Requirement:
Repeat word for word the part of the Shuggie Bain passage below that runs from "Shuggie is different." up to and including "this hopeless place.".

This month we are starting with Shuggie Bain by Douglas Stuart, winner of the 2020 Booker Prize. I haven’t read it and I’m not planning to, but this is what it’s about:

It is 1981. Glasgow is dying and good families must grift to survive. Agnes Bain has always expected more from life. She dreams of greater things: a house with its own front door and a life bought and paid for outright (like her perfect, but false, teeth). But Agnes is abandoned by her philandering husband, and soon she and her three children find themselves trapped in a decimated mining town. As she descends deeper into drink, the children try their best to save her, yet one by one they must abandon her to save themselves. It is her son Shuggie who holds out hope the longest.

Shuggie is different. Fastidious and fussy, he shares his mother’s sense of snobbish propriety. The miners’ children pick on him and adults condemn him as no’ right. But Shuggie believes that if he tries his hardest, he can be normal like the other boys and help his mother escape this hopeless place.

Source data:
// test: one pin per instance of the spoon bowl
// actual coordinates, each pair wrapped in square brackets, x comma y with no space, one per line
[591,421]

Expected answer:
Shuggie is different. Fastidious and fussy, he shares his mother’s sense of snobbish propriety. The miners’ children pick on him and adults condemn him as no’ right. But Shuggie believes that if he tries his hardest, he can be normal like the other boys and help his mother escape this hopeless place.